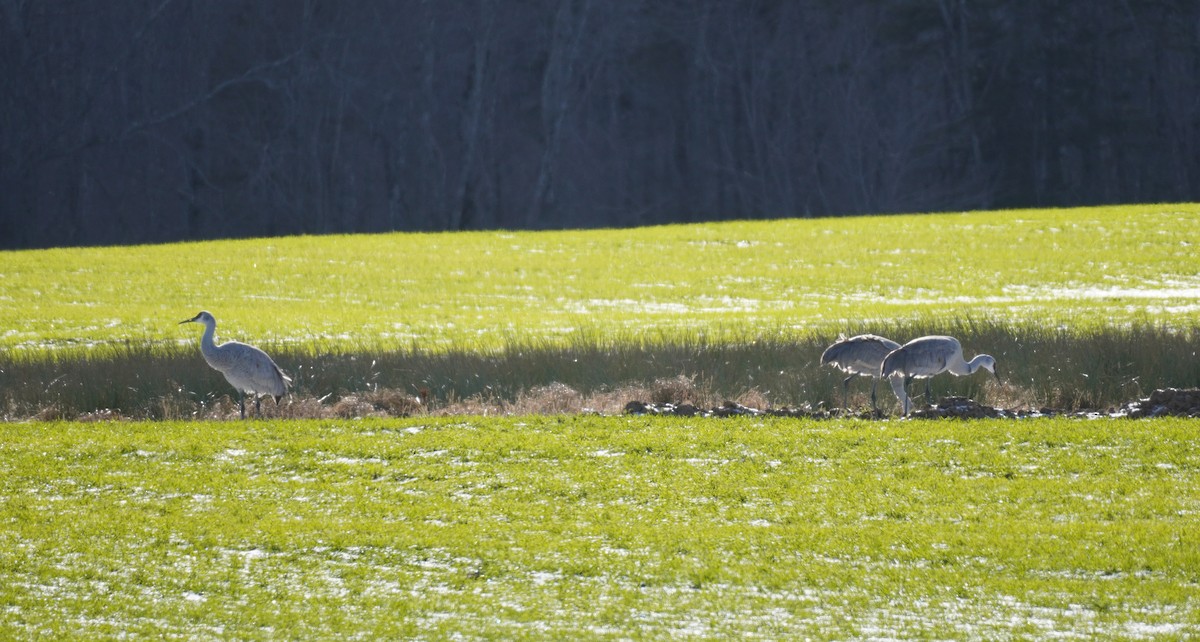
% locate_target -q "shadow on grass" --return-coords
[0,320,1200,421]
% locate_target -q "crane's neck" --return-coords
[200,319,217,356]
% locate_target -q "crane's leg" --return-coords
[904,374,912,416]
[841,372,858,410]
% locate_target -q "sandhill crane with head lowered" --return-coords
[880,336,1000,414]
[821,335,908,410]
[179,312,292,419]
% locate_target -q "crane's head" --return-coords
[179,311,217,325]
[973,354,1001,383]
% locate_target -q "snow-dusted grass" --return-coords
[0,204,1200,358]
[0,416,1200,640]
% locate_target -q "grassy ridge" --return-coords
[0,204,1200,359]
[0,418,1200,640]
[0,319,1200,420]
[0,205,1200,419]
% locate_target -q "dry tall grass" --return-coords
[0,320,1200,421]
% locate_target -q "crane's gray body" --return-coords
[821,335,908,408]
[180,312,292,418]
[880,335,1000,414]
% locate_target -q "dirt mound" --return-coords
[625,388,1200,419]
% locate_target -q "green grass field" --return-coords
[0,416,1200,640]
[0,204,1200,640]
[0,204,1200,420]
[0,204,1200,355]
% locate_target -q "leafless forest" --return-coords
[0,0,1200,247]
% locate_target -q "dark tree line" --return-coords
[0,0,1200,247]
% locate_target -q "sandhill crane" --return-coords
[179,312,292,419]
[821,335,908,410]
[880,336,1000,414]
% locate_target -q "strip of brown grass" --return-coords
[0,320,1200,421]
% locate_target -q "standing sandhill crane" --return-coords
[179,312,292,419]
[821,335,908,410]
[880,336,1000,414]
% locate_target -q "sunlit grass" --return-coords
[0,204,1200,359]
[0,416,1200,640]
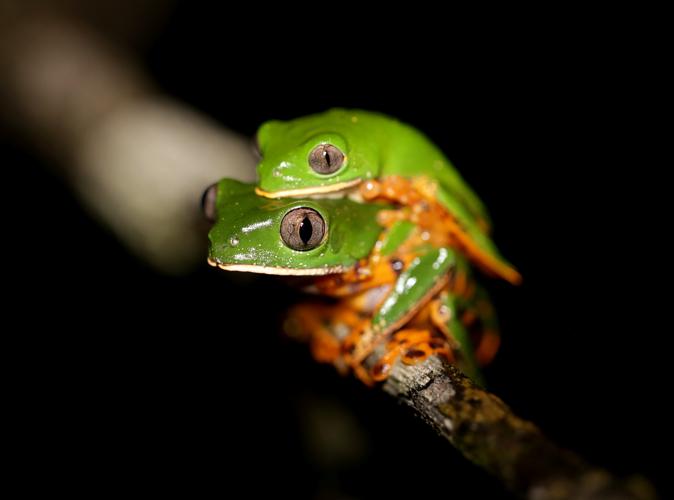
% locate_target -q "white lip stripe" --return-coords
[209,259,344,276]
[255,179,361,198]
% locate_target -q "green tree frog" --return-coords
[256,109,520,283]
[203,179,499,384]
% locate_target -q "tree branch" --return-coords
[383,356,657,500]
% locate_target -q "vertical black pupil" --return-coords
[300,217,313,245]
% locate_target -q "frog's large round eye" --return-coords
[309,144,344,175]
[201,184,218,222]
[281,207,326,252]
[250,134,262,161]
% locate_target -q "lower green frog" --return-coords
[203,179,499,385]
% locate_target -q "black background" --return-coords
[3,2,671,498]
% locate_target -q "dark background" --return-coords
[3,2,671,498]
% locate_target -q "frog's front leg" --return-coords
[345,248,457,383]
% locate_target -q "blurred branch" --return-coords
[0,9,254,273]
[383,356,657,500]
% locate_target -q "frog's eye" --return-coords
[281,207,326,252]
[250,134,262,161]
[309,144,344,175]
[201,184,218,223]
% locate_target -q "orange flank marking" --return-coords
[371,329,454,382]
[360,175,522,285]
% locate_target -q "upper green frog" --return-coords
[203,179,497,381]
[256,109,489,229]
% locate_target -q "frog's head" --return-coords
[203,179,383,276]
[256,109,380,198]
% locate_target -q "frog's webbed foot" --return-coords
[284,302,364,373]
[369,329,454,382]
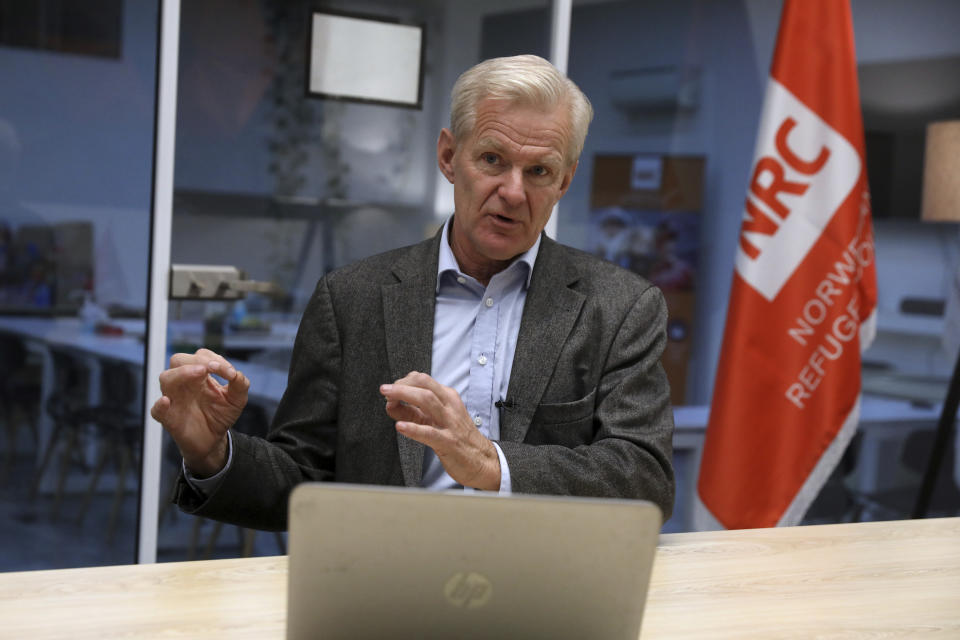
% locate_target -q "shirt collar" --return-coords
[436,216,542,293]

════════════════════

**STATED EXERCISE**.
Reproduce the records from the first line through the line containing "[973,354,1001,383]", inclusive, with the requests and answers, offsetting every bounding-box coordinate in the answers by -45. Omit the pictures from your response.

**TASK OUTPUT**.
% locate_target -q "shadow on grass" --return-coords
[-45,275,1155,376]
% locate_target -q "crane's neck" --return-coords
[155,274,172,311]
% locate_target -q "crane's leg" --return-coords
[859,329,867,371]
[796,327,813,365]
% locate_target -q "sandhill crane with head lowered" --return-coords
[835,291,955,369]
[776,290,863,365]
[134,267,247,374]
% locate_target -q "crane's head" --return-coords
[134,266,172,280]
[928,309,956,338]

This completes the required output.